La historia de las relaciones con los Estados Unidos, vista desde Argentina, no puede entenderse sólo como una secuencia de acercamientos y tensiones entre Estados, sino también como una sucesión de usos internos del vínculo bilateral. Más que una política exterior sostenida, el país -su dirigencia- practicó una política doméstica con proyección internacional: cada gobierno la interpretó según sus necesidades locales.
Desde los tiempos de la Organización Nacional, extendido a las primeras décadas del siglo XX, Argentina se mostró reticente a modificar su dependencia histórica del Reino Unido. Los gobiernos argentinos se mantuvieron alertas frente al ascenso de la potencia estadounidense. El modelo agroexportador, sostenido en el mercado británico, alimentó un aislacionismo que excluyó cualquier intento de redefinir el lugar del país en el nuevo orden global.
Durante la Segunda Guerra Mundial, la neutralidad de los gobiernos de Ortiz y Castillo, que se mantendrá en el gobierno militar iniciado en 1943, respondió tanto a convicciones diplomáticas como al cálculo de una elite que temía la presión de Estados Unidos. Aun después de Pearl Harbor, la Argentina resistió las exigencias de alineamiento. La declaración de guerra al Eje, en 1945, fue tardía y funcional al interés doméstico de reincorporarse al bloque occidental y acceder a las Naciones Unidas.
........
TAREA ESCRITA A: Cuenta cuántas líneas de las entradas contienen la palabra "ceiling". Responde solo con el número.
Estas entradas no tienen nada que ver con el fragmento.

Filas de datos para señalar objetos:
........
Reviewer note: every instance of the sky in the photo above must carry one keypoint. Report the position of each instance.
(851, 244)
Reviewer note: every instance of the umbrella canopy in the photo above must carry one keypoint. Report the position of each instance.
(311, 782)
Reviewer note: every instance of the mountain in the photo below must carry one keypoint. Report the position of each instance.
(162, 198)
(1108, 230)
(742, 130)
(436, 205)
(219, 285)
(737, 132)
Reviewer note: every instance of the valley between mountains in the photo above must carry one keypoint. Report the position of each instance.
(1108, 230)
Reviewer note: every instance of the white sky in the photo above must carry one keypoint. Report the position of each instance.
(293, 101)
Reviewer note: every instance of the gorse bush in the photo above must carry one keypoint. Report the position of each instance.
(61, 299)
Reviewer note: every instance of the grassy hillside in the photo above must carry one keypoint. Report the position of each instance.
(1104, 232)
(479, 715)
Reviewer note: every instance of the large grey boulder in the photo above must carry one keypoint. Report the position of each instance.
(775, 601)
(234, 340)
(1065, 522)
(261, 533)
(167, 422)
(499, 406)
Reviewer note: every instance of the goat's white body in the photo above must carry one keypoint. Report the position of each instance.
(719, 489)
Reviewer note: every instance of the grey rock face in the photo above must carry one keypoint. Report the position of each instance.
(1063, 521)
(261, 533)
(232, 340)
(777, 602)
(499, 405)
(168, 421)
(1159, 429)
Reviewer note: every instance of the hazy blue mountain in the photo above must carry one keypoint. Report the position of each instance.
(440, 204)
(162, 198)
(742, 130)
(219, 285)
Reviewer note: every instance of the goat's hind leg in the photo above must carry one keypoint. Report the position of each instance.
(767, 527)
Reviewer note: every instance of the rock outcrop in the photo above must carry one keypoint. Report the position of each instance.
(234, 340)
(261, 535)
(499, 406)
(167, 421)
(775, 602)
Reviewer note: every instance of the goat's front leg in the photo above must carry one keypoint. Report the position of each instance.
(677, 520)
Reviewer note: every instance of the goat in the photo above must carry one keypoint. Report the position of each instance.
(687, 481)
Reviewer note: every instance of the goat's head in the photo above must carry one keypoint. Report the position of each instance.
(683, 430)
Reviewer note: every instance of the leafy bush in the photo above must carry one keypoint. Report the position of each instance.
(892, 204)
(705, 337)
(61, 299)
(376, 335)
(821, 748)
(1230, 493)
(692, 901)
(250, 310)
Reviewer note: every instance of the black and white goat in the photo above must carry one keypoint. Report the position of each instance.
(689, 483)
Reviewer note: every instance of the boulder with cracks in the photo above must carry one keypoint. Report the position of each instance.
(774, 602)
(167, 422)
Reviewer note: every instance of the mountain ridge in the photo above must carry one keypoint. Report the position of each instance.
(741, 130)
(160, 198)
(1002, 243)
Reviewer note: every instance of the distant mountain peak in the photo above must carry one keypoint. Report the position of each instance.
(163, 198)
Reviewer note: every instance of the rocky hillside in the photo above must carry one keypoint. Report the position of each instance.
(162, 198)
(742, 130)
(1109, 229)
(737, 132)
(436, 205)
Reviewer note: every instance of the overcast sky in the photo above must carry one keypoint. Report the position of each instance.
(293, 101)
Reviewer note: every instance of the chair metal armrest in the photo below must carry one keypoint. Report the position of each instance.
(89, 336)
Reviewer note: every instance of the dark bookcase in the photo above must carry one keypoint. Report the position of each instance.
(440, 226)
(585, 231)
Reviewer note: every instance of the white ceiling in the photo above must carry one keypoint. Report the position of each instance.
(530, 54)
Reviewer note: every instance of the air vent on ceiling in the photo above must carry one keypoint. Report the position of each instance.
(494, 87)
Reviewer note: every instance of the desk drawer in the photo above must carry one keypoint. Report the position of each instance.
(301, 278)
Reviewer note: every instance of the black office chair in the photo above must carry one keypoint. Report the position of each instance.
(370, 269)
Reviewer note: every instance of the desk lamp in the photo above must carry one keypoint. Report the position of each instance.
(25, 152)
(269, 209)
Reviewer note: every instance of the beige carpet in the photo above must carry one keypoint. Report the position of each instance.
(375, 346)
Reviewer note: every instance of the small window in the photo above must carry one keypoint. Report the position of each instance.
........
TAREA ESCRITA B: Según el fragmento, ¿qué gobiernos mantuvieron la neutralidad argentina durante la Segunda Guerra Mundial?

RESULTADO FINAL A: 2

RESULTADO FINAL B: Los gobiernos de Ortiz y Castillo, y después el gobierno militar iniciado en 1943.